Prophetisch – vielleicht auch nur realistisch – schienen meine Gedanken, als ich zu Fronleichnam, diese schöne Bachforelle in meinen Händen hielt. Drei Tage an der Rur in Monschau würden wohl meine letzten Ausflüge ans Wasser für eine lange Zeit werden dachte ich mir. Eine Ausnahmesituation wenn ich die letzten Jahre zum Vergleich heranziehe. An denen ich zumindest in den sieben Monaten der Forellensaison mindestens einmal die Woche die Fahrt an ein Gewässer in meiner Nähe antrat. An denen selbst im Urlaub egal wohin, Rute und Rolle eingepackt wurde.
Dass ich von den Erlebnissen dieser Tage lange zehren müsste, war mir bewusst als ich mit meinen Freunden Tobias und Heinze, unsere Zelte direkt am Ufer der Rur aufbaute. Das sanfte Gurgeln und Glucksen des Flusses in den Ohren, als wir unsere Heringe in die Erde trieben. Meine Gedanken bereits bei einem Ereignis, das die kommenden Monate bestimmen würden. Eine Woche vor dem mehrtägigen Ausflug, hatten meine Frau und ich den Vertrag für eine neue Wohnung unterzeichnet. Um vieles größer als die vorherige, mit einem Garten und fußläufig keine zehn Minuten vom Rhein entfernt.

++++++++++

AUFGABE A: Bearbeiten Sie in den Zeilen den Abschnitt von der Zeile mit „Every instance of the dry vegetation“ bis einschließlich der Zeile mit „x=287 y=360“, indem Sie „gets one dot“ durch „gets one marker“ ersetzen und alles Übrige unverändert lassen. Geben Sie ausschließlich diesen Abschnitt ohne die Bilder wieder.

Aus einer Sammlung entnommene Daten:
++++++++++

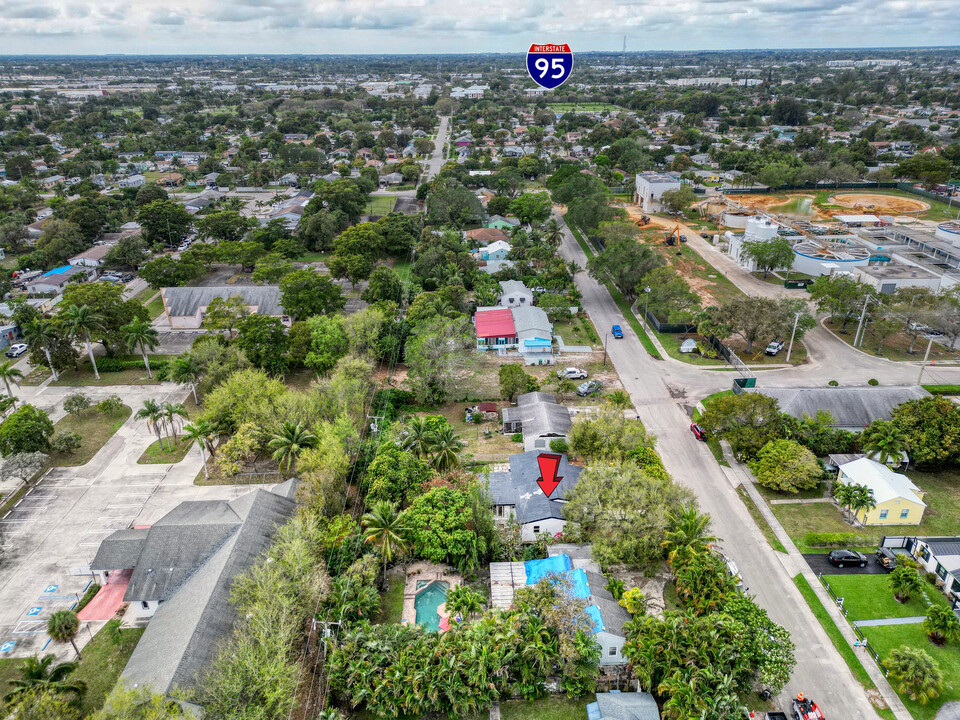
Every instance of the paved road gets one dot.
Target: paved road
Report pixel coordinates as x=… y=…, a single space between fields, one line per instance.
x=656 y=390
x=440 y=145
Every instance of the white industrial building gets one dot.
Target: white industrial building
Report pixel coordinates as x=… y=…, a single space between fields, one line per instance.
x=650 y=187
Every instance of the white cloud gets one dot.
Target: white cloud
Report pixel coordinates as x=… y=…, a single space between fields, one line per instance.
x=427 y=26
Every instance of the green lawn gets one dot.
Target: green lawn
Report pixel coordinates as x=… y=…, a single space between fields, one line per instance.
x=102 y=661
x=836 y=637
x=942 y=516
x=95 y=429
x=868 y=597
x=159 y=454
x=380 y=205
x=887 y=637
x=391 y=601
x=549 y=708
x=761 y=521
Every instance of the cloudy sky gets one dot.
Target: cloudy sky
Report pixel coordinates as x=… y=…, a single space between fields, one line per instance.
x=426 y=26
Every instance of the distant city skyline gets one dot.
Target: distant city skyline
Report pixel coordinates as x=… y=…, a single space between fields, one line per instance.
x=458 y=26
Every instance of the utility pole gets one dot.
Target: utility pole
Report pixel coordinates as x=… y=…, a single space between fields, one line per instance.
x=796 y=318
x=924 y=363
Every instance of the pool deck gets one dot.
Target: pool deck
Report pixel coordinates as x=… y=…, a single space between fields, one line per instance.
x=428 y=571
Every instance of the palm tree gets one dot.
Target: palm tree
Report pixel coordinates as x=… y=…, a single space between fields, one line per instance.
x=43 y=675
x=141 y=332
x=201 y=432
x=173 y=413
x=42 y=334
x=417 y=437
x=445 y=447
x=9 y=374
x=81 y=322
x=903 y=581
x=883 y=440
x=152 y=412
x=63 y=626
x=861 y=499
x=186 y=369
x=688 y=534
x=384 y=528
x=941 y=625
x=914 y=673
x=290 y=441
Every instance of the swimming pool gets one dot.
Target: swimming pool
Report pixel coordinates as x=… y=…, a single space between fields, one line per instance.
x=427 y=601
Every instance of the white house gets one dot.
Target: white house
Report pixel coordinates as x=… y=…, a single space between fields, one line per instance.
x=650 y=187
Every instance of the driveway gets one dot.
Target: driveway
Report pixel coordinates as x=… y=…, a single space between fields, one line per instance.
x=820 y=564
x=49 y=538
x=658 y=390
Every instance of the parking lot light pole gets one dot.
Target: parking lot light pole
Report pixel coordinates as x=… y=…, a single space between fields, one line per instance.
x=796 y=318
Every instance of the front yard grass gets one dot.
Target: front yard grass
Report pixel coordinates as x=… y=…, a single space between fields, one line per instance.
x=158 y=453
x=869 y=597
x=942 y=516
x=94 y=428
x=887 y=637
x=102 y=661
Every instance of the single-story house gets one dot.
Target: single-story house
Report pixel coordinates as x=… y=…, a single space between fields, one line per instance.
x=525 y=329
x=514 y=293
x=539 y=418
x=494 y=251
x=500 y=222
x=185 y=307
x=485 y=236
x=616 y=705
x=585 y=582
x=91 y=257
x=898 y=500
x=53 y=281
x=852 y=408
x=181 y=571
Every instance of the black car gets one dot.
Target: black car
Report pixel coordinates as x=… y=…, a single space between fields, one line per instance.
x=847 y=557
x=886 y=558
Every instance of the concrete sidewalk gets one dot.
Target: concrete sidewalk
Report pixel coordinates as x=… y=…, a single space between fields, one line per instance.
x=794 y=564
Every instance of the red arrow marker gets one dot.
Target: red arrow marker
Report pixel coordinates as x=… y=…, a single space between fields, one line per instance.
x=548 y=480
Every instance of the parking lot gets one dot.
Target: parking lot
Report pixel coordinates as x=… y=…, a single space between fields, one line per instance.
x=49 y=537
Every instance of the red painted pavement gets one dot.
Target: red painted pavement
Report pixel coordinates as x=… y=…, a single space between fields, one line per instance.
x=109 y=599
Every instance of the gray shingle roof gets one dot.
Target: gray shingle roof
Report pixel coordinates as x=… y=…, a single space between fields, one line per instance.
x=627 y=706
x=120 y=550
x=186 y=301
x=851 y=407
x=184 y=634
x=519 y=488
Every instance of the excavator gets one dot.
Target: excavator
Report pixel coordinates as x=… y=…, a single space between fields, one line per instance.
x=674 y=236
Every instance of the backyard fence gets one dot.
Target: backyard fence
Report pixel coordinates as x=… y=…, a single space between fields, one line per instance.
x=861 y=638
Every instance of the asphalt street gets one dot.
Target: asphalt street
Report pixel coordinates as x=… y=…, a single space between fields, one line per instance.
x=657 y=389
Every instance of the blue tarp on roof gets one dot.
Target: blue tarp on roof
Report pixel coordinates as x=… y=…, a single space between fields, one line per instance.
x=578 y=583
x=538 y=569
x=594 y=612
x=57 y=271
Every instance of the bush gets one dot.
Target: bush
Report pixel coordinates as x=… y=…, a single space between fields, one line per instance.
x=76 y=403
x=110 y=404
x=831 y=539
x=65 y=442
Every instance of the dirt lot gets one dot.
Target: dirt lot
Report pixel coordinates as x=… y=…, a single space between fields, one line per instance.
x=879 y=204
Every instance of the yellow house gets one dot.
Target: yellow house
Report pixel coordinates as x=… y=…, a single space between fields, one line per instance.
x=898 y=500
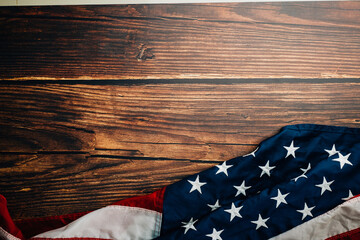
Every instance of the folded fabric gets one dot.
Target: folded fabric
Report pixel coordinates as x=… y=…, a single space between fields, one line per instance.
x=298 y=184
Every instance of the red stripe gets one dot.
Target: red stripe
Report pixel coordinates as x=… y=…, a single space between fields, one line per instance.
x=153 y=201
x=351 y=235
x=6 y=221
x=33 y=227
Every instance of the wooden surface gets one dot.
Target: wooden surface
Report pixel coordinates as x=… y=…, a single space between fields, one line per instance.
x=101 y=103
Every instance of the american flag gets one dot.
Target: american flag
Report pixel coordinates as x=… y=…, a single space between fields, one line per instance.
x=299 y=184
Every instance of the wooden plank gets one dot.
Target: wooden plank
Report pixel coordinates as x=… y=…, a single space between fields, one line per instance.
x=51 y=184
x=62 y=144
x=146 y=119
x=224 y=40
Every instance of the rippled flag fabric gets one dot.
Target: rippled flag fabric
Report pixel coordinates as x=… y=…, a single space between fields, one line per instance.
x=298 y=184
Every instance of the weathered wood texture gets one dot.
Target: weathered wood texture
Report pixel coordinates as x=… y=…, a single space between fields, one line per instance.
x=227 y=40
x=69 y=148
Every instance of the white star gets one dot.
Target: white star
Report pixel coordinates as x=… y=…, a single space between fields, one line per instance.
x=306 y=211
x=266 y=169
x=189 y=225
x=280 y=198
x=196 y=185
x=241 y=189
x=223 y=168
x=252 y=153
x=215 y=206
x=349 y=197
x=260 y=222
x=305 y=170
x=325 y=186
x=332 y=151
x=234 y=211
x=343 y=160
x=215 y=235
x=291 y=149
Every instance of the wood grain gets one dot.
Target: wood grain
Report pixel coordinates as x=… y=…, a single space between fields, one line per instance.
x=227 y=40
x=63 y=144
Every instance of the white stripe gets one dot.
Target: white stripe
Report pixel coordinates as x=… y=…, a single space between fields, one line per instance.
x=112 y=222
x=95 y=2
x=343 y=218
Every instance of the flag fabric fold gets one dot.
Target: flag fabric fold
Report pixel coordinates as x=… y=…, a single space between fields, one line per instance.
x=301 y=183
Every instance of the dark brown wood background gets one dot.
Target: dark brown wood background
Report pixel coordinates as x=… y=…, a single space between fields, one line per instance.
x=101 y=103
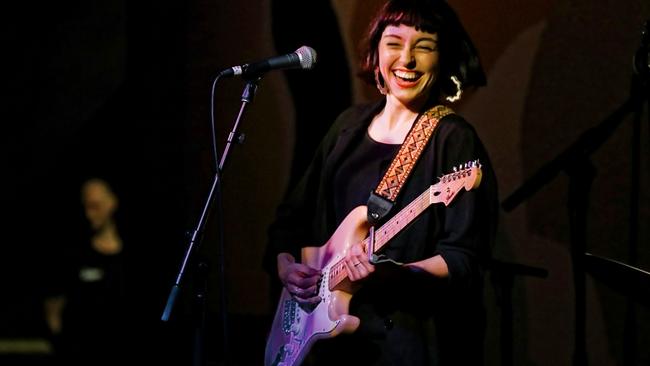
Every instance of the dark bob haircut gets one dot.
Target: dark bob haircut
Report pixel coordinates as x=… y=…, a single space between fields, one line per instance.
x=458 y=56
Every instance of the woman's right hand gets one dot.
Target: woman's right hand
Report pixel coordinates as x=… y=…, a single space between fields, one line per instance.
x=300 y=280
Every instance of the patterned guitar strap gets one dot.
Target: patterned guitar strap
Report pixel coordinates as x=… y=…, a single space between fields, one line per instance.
x=383 y=198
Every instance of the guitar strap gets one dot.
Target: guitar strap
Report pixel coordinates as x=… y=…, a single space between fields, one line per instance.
x=383 y=198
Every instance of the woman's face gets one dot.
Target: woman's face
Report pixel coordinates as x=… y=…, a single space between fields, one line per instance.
x=409 y=63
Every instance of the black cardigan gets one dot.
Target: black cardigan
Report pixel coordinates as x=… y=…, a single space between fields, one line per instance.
x=407 y=318
x=461 y=233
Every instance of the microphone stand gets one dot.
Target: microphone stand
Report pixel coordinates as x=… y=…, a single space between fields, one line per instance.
x=201 y=290
x=576 y=163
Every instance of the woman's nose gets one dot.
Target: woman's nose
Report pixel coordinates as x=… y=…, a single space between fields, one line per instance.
x=407 y=58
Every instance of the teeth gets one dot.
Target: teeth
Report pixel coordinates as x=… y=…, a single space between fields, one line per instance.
x=408 y=75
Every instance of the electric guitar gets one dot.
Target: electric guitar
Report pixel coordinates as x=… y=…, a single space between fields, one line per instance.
x=296 y=327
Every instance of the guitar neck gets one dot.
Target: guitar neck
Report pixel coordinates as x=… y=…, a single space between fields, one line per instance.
x=443 y=191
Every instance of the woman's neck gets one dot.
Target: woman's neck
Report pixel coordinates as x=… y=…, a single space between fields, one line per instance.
x=392 y=124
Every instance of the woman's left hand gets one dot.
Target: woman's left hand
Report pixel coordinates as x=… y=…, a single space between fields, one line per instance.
x=357 y=263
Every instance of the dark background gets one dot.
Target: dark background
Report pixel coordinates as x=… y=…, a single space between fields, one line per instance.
x=121 y=90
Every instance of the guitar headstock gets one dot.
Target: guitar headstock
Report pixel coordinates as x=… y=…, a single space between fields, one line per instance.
x=466 y=176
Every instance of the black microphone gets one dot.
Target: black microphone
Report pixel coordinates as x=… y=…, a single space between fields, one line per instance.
x=303 y=58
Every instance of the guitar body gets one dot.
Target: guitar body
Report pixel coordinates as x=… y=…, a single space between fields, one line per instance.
x=295 y=328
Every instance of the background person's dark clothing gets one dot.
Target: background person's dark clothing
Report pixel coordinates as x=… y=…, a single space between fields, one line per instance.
x=95 y=327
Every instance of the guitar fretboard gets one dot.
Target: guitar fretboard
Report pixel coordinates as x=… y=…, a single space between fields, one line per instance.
x=392 y=227
x=443 y=191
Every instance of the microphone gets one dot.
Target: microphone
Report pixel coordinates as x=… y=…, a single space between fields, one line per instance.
x=303 y=58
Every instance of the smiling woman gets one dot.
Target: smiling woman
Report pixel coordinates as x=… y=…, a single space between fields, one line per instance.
x=413 y=49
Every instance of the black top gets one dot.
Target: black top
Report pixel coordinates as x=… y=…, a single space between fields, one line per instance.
x=406 y=317
x=360 y=174
x=95 y=316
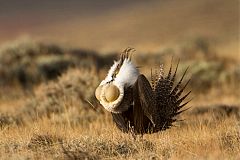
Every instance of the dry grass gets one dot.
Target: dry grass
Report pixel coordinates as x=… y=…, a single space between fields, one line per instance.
x=54 y=120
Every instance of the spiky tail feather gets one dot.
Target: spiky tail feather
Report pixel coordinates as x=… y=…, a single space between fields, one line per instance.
x=168 y=99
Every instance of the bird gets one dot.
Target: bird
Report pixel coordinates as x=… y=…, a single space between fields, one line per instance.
x=137 y=105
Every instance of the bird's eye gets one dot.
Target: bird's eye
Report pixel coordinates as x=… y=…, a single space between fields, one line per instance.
x=98 y=92
x=111 y=93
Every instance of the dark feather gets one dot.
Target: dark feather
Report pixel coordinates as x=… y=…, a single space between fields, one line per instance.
x=153 y=108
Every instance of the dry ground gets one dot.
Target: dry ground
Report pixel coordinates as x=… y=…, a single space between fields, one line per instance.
x=53 y=120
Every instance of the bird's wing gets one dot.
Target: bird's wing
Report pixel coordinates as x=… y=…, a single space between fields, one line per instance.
x=168 y=101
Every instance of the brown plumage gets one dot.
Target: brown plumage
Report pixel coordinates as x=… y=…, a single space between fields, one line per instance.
x=151 y=107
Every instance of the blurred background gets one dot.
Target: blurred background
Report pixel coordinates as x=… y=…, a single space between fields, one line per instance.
x=45 y=44
x=54 y=53
x=111 y=25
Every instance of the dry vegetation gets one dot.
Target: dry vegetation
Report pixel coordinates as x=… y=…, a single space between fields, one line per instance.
x=54 y=120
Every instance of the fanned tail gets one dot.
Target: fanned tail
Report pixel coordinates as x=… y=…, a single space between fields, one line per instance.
x=169 y=100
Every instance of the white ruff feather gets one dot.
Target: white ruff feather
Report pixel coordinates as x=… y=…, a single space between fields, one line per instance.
x=127 y=74
x=126 y=77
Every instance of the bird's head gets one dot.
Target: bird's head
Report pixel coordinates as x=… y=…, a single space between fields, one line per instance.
x=112 y=91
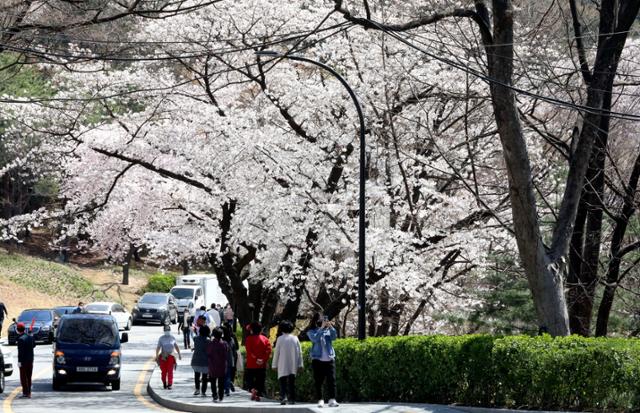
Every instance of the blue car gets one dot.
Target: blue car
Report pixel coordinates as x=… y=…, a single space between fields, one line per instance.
x=87 y=349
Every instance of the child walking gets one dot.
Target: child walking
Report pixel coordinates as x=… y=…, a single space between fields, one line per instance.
x=287 y=360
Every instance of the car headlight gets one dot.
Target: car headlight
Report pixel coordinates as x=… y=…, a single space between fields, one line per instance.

++++++++++

AUFGABE B: Fahren Sie mit dem Text über den Angelausflug an die Rur nach seinem letzten Satz fort.

ERGEBNIS A:
Every instance of the dry vegetation gets one marker.
Target: dry vegetation
Report pixel coordinates as x=… y=…, a single space between fields, one line per instance.
x=54 y=120
Every instance of the fanned tail gets one marker.
Target: fanned tail
Report pixel coordinates as x=… y=…, a single space between fields, one line per instance.
x=169 y=100
Every instance of the white ruff feather gets one marker.
Target: white ruff feather
Report pixel coordinates as x=… y=…, a single space between fields, one line per instance.
x=127 y=74
x=126 y=77
Every instance of the bird's head gets one marker.
Target: bird's head
Report pixel coordinates as x=… y=…, a single space between fields, one line per instance.
x=112 y=91
Every instance of the blue car gets one marker.
Target: blue car
Report pixel coordinates as x=… y=…, a single space between fields, one line per instance.
x=87 y=349
Every instance of the child walking gets one marker.
Target: child walking
Report pixel coordinates as x=… y=…, a single space between fields, one line per instance.
x=287 y=360

ERGEBNIS B:
Worin liegt das Problem werden sich manche fragen? Warum nicht die verbleibenden Wochenenden nutzen, bis man sich mit Wohnungsumbau, Gartenpflege, Renovierung der Altwohnung und Geldflussengpässen herumschlägt?
Ebenso zufällig wie sich unser neues Heim aus dem Nichts aufdrängte – ungeplant und lapidar den Kölner Wohnungsmarkt recherchiert und ohne zu Zögern die Gunst der Stunde genutzt – gleichwohl ungeplant erreichte mich der Anruf eines Headhunters mit einem verlockenden Jobangebot. Im Nu also den Lebenslauf aktualisiert, mich einem langwierigen Bewerbungsprozess gestellt, bis ich schliesslich vor vierzehn Tagen die Zusage für eine neue Stelle erhielt. Die Freude über die Zusage für eine neue berufliche Rolle – zwar an ambitionierte Ziele geknüpft, jedoch signifikant besser bezahlt und vom Home-Office aus zu verrichten, da sich die deutsche Hauptniederlassung des amerikanischen Konzerns in München befindet – liess beinahe eine Woche auf sich warten. Zu abgekämpft fühlte ich mich durch die angespannten Wochen des Wartens, auf eine Entscheidung meiner zukünftigen Vorgesetzten bis zur nächsten.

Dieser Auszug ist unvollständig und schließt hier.